## SOURCE TEXT
This variant https://scout.scilifelab.se/cust087/F0038753/8035e674a40bea2d3563044e30951c6f in a recent case is found in this database but not in other cancer databases that we have on scout. It is a really "nasty" mutation with resistance to the main drug being used for a particular leukemia.

If it is possible to put the database in, maybe we can have the link visible here: image

Hälsningar Hero!

dnil commented 3 years ago

Well, if you are sure about it we can try. We skipped it because it didn't seem like it has been updated the last few years, and to be honest their interface is difficult at best unless we get the variants annotated with their collection from a pipeline. Could you help us by posting a link to the page in cgi you would like to land on when you click the link in Scout?

heronikdin commented 3 years ago

Hej Daniel!

So we used https://www.mtbp.org/UploadSequencingDataPublic.php (the portal we will discuss with David togheter), and by writing the varaint and gene:

image

This takes us here:

image

with a direct link to the exact variant in CGI.

I dont know if we should work to implement CGI into scout or actually wait for the meeting with David, now that I think of it?

heronikdin commented 3 years ago

Ideally we would like to come to the exact variant link, but I dont know if that is feasable?

dnil commented 3 years ago

The easiest and most consistent would be to have this annotated together with everything else in Balsamic and just shown in Scout.

The resource is downloadable as a very small .csv file, with just a few thousand variants. Worst case we could just import these to Scout and show. Coyote used to do it this way. Or you could import them as "Managed variants" if you wish.

There is also a somewhat cumbersome API on the service, very similar to the interface on MTB, where we could query for variants, but again, I don't think that is the best way to go.

More concerning, this resource has actually not updated for the last three years. To me that says it is no longer active, but we can likely be enlightened soon. A user named DTamborero seems to have curated a few of the variants around 2016.

Btw, is the whole "primary" situation for ABL1 well understood? At first glance it seems HGNC flag a different transcript primary than you and most of these legacy cancer resources? If the new transcript is the future, and the rest is well understood legacy, that is fine, but if HGNC curators are in error, I'm sure they would appreciate input! They seem nice, and are not that many.. 😊

dnil commented 3 years ago

Let me also plug the VarSome db - clicking that V takes you to: Screenshot 2021-03-12 at 14 24 04 (I understand they are different issues, just since you mentioned the other links, and not this.. 😊)

## SET OF TASKS
1. Please reproduce, word for word, the stretch of the Scout issue thread about the CGI database from "I dont know if we" through "that is feasable?".
2. Carry on the Scout issue thread about the CGI database from the point where it stops.

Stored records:
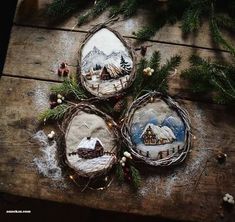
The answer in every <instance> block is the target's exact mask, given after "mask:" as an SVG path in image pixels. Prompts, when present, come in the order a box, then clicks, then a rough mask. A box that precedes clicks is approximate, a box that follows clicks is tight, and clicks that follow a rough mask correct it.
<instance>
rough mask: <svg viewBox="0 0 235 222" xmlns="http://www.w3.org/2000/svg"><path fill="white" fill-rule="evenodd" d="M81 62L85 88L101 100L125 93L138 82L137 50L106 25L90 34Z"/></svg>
mask: <svg viewBox="0 0 235 222" xmlns="http://www.w3.org/2000/svg"><path fill="white" fill-rule="evenodd" d="M79 61H80V64H79V77H80V79H81V83H82V85H83V87H84V88H85V89H86V90H87V91H88V92H90V93H91V94H92V95H94V96H96V97H98V98H101V99H102V98H109V97H113V96H117V95H119V94H122V93H123V91H124V90H125V89H126V88H128V87H129V86H130V85H131V84H132V82H133V81H134V79H135V63H136V57H135V55H134V51H133V50H132V48H131V47H129V46H128V44H127V43H126V41H125V40H124V39H123V38H122V36H121V35H120V34H119V33H118V32H116V31H114V30H112V29H111V28H109V27H108V26H105V25H104V24H102V25H98V26H95V27H94V28H93V29H92V30H90V31H89V33H88V34H87V36H86V37H85V40H84V41H83V43H82V45H81V49H80V51H79Z"/></svg>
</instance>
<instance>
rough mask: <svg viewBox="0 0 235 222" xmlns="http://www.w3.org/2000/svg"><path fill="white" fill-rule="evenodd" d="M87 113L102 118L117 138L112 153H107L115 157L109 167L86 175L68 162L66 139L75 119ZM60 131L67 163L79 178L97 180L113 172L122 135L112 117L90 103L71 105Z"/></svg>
mask: <svg viewBox="0 0 235 222" xmlns="http://www.w3.org/2000/svg"><path fill="white" fill-rule="evenodd" d="M81 111H83V112H85V113H88V114H95V115H97V116H99V117H101V118H102V119H103V120H104V121H105V122H106V124H107V126H108V127H109V129H110V131H112V132H113V135H114V138H115V141H116V143H115V146H114V147H113V148H112V149H111V152H108V153H106V154H107V155H113V156H115V158H114V160H113V161H111V162H110V163H109V165H107V167H105V169H104V170H100V171H98V172H94V173H86V172H84V171H79V170H78V169H75V168H74V167H73V166H72V165H71V164H70V163H69V161H68V159H67V155H66V137H67V133H68V131H69V128H70V126H71V123H72V120H73V118H74V117H75V116H76V115H78V113H79V112H81ZM60 129H61V131H62V134H63V143H64V155H65V163H66V164H67V165H68V166H69V167H70V168H71V169H73V170H74V171H75V173H76V174H77V175H78V176H81V177H84V178H89V179H92V178H97V177H100V176H104V175H105V174H107V173H108V171H109V170H111V168H112V167H113V165H114V164H115V163H116V162H117V157H116V155H117V153H118V149H119V141H120V133H119V130H118V125H117V124H116V122H115V121H114V120H113V119H112V117H111V116H109V115H107V114H106V113H104V112H103V111H101V110H99V109H98V108H96V107H95V106H94V105H91V104H88V103H79V104H74V105H71V107H70V109H69V111H68V112H67V113H66V114H65V116H64V120H63V122H62V123H61V125H60Z"/></svg>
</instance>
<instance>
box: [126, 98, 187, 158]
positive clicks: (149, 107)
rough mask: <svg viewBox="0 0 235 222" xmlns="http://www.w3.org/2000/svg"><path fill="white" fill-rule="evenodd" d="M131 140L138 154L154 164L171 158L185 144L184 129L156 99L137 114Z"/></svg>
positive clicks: (176, 152)
mask: <svg viewBox="0 0 235 222" xmlns="http://www.w3.org/2000/svg"><path fill="white" fill-rule="evenodd" d="M131 139H132V142H133V143H134V144H135V146H136V151H137V152H138V153H139V154H141V155H143V156H146V157H149V158H151V159H154V160H158V159H163V158H166V157H168V158H169V157H170V156H173V155H177V153H179V152H180V150H182V148H183V146H184V144H185V125H184V123H183V121H182V119H181V118H180V117H179V116H178V114H177V113H176V112H175V111H174V110H171V109H170V107H169V106H168V105H167V104H166V103H165V102H164V101H163V100H159V99H155V101H154V102H153V103H148V104H147V105H145V106H143V107H141V108H139V109H137V110H136V111H135V113H134V116H133V119H132V123H131Z"/></svg>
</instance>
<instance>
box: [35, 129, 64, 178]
mask: <svg viewBox="0 0 235 222" xmlns="http://www.w3.org/2000/svg"><path fill="white" fill-rule="evenodd" d="M33 138H34V139H35V140H37V141H38V142H39V143H40V145H41V152H42V155H41V156H40V157H36V158H34V160H33V163H34V164H35V166H36V167H37V169H38V171H39V173H41V174H42V175H43V176H46V177H48V178H51V179H53V180H57V181H61V180H63V177H62V171H61V168H60V167H59V165H58V160H57V158H56V156H57V144H56V142H55V141H52V142H51V143H49V141H48V138H47V136H46V134H45V133H44V132H43V131H42V130H40V131H38V132H37V133H36V134H35V135H34V136H33Z"/></svg>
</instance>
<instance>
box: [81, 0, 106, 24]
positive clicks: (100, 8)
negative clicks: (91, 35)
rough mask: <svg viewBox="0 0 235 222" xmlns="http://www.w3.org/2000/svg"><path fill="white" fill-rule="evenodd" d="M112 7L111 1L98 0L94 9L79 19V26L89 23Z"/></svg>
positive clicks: (94, 4)
mask: <svg viewBox="0 0 235 222" xmlns="http://www.w3.org/2000/svg"><path fill="white" fill-rule="evenodd" d="M109 6H110V0H97V2H96V4H94V6H93V8H92V9H90V10H89V11H88V12H86V13H85V14H84V15H80V16H79V17H78V26H81V25H83V24H84V23H86V22H88V21H89V20H90V19H92V18H95V17H97V16H99V15H100V14H101V13H102V12H104V10H105V9H107V8H108V7H109Z"/></svg>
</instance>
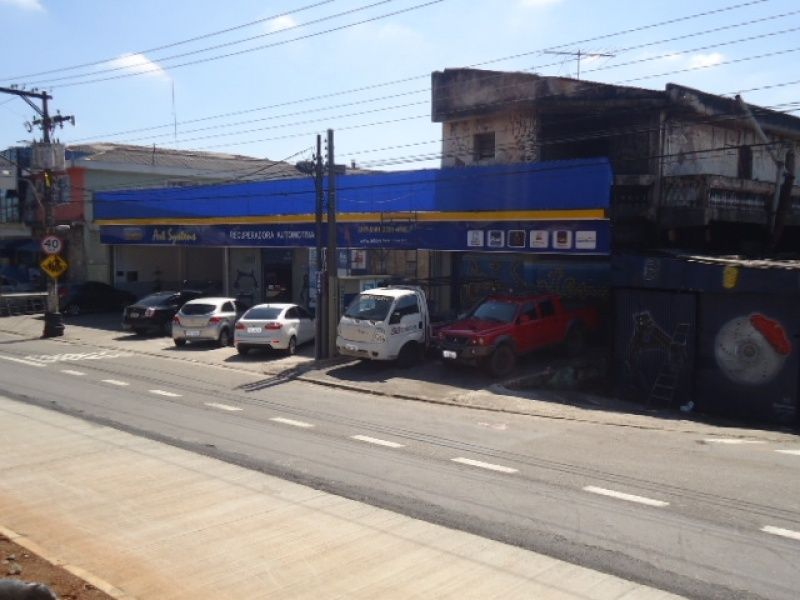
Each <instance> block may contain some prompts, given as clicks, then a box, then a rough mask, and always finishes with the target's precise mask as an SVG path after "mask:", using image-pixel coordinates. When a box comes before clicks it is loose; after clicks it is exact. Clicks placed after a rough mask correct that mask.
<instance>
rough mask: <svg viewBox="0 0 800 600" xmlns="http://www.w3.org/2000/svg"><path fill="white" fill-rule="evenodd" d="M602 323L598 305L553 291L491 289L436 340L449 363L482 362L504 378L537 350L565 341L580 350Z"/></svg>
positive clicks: (578, 350) (567, 351)
mask: <svg viewBox="0 0 800 600" xmlns="http://www.w3.org/2000/svg"><path fill="white" fill-rule="evenodd" d="M598 325H599V317H598V314H597V311H596V310H595V309H594V308H590V307H571V306H567V304H566V303H565V301H564V300H562V299H561V298H560V297H559V296H556V295H554V294H535V295H533V294H532V295H521V296H520V295H504V294H492V295H490V296H488V297H486V298H485V299H484V300H483V301H482V302H480V303H479V304H478V305H477V306H476V307H475V308H473V309H472V310H471V311H470V312H469V313H468V314H467V315H466V316H465V317H464V318H462V319H460V320H458V321H456V322H455V323H451V324H450V325H447V326H445V327H443V328H442V329H440V330H439V332H438V336H437V338H438V340H437V341H438V344H439V348H441V352H442V359H443V360H444V361H445V362H454V363H455V362H458V363H466V364H473V365H480V366H483V367H485V368H486V369H487V370H488V371H489V372H490V373H491V374H492V375H493V376H495V377H503V376H504V375H508V374H509V373H510V372H511V371H512V370H513V369H514V365H515V364H516V361H517V357H519V356H522V355H524V354H527V353H528V352H531V351H533V350H539V349H540V348H545V347H548V346H556V345H563V346H564V348H565V349H566V351H567V353H569V354H571V355H574V354H577V353H578V352H580V350H581V349H582V348H583V346H584V343H585V341H586V338H587V337H588V336H589V335H591V334H592V333H594V332H595V331H597V329H598Z"/></svg>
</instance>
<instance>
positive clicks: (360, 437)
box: [351, 435, 403, 448]
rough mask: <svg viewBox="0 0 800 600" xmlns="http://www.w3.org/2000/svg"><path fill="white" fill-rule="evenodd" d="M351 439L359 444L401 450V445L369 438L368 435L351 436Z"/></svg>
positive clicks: (383, 440)
mask: <svg viewBox="0 0 800 600" xmlns="http://www.w3.org/2000/svg"><path fill="white" fill-rule="evenodd" d="M351 438H352V439H354V440H358V441H359V442H367V443H368V444H376V445H378V446H386V447H387V448H402V447H403V444H398V443H397V442H389V441H387V440H380V439H378V438H371V437H369V436H368V435H354V436H351Z"/></svg>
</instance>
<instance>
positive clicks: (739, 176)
mask: <svg viewBox="0 0 800 600" xmlns="http://www.w3.org/2000/svg"><path fill="white" fill-rule="evenodd" d="M736 176H737V177H738V178H739V179H752V178H753V149H752V148H751V147H750V146H739V164H738V168H737V169H736Z"/></svg>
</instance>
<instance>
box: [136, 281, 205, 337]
mask: <svg viewBox="0 0 800 600" xmlns="http://www.w3.org/2000/svg"><path fill="white" fill-rule="evenodd" d="M202 295H203V292H201V291H198V290H181V291H180V292H174V291H172V292H170V291H162V292H155V293H153V294H150V295H149V296H145V297H144V298H142V299H141V300H137V301H136V302H134V303H133V304H131V305H130V306H127V307H125V310H123V311H122V328H123V329H128V330H133V331H134V332H135V333H137V334H139V335H143V334H145V333H147V332H151V331H153V332H160V333H164V334H165V335H170V334H171V332H172V317H174V316H175V313H177V312H178V310H180V308H181V306H183V305H184V304H185V303H186V302H188V301H189V300H194V299H195V298H200V297H201V296H202Z"/></svg>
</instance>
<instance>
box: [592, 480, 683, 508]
mask: <svg viewBox="0 0 800 600" xmlns="http://www.w3.org/2000/svg"><path fill="white" fill-rule="evenodd" d="M583 491H584V492H590V493H592V494H600V495H601V496H608V497H610V498H616V499H617V500H627V501H628V502H636V503H638V504H646V505H647V506H657V507H659V508H661V507H664V506H669V502H664V501H663V500H653V499H652V498H645V497H644V496H635V495H634V494H626V493H624V492H617V491H615V490H607V489H606V488H599V487H595V486H593V485H587V486H586V487H585V488H583Z"/></svg>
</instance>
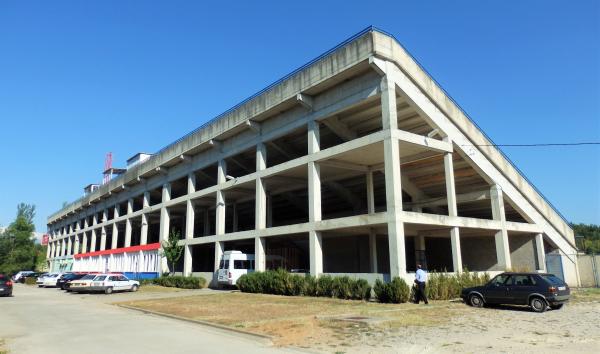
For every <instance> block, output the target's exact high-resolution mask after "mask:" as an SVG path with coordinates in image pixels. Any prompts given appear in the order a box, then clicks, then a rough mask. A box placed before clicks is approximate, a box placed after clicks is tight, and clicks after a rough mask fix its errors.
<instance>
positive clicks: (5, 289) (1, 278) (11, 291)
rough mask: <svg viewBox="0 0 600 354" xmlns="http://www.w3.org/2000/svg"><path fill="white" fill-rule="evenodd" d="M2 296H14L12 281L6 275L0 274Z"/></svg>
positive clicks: (1, 293) (0, 291) (0, 286)
mask: <svg viewBox="0 0 600 354" xmlns="http://www.w3.org/2000/svg"><path fill="white" fill-rule="evenodd" d="M0 296H12V281H11V280H10V278H9V277H8V276H6V275H4V274H0Z"/></svg>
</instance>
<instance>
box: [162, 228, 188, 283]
mask: <svg viewBox="0 0 600 354" xmlns="http://www.w3.org/2000/svg"><path fill="white" fill-rule="evenodd" d="M180 235H181V234H180V233H179V231H176V230H173V231H171V233H170V234H169V238H168V239H167V240H166V241H163V242H162V251H161V255H162V256H163V257H165V258H166V259H167V264H168V265H169V270H170V271H171V274H173V273H174V272H175V264H176V263H177V261H178V260H179V258H181V254H182V253H183V246H182V245H179V244H178V242H179V237H180Z"/></svg>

## RESPONSE LIST
1.
I dont know if we should work to implement CGI into scout or actually wait for the meeting with David, now that I think of it?

heronikdin commented 3 years ago

Ideally we would like to come to the exact variant link, but I dont know if that is feasable?

2.
heronikdin commented 3 years ago

Hi!

Regarding your first answer, I think I followed but not all of it.. eventhough the site has not been updated for a longtime, the ABL1 variants are very much the same to this date (we know this by looking at recent publications). And we found this site through David Tamoboreros MTB portal.

We have seen the varsome link of course, but what we generally are missing is the actionable targets and this page https://www.cancergenomeinterpreter.org/biomarkers was kind of nice. If it is too outdated, maybe we can skip this actually and we can check the site manually? But it had many hotspot genes and variants which are good to know what the actionability is.

dnil commented 3 years ago

Two things here, and one does not invalidate the other.

I hear good info on that site, even if old. It is sad that it is not incorporated into like onkokb - which does sort of list it, but only show "no treatment", which is probably correct but less informative than "resistant". What do you say we chat with DT and consider options after understanding the status of this db better?

Then the variant in question. My reading is that CGI has chr9:g.133748270T>C, and you have 9_133748272_C_A. Much like VarSome I would argue that it is a Strong reason, but no absolute, for arguing pathogenicity. You understand this as well as I, but for the completeness of argument, assume for instance the real cause of disease for chr9:g.133748270T>A was actually a splice change, and the aa missensse is just a conceptual byproduct. It is nice to find aa-change similar variants, but it is a different feature than finding the same variant.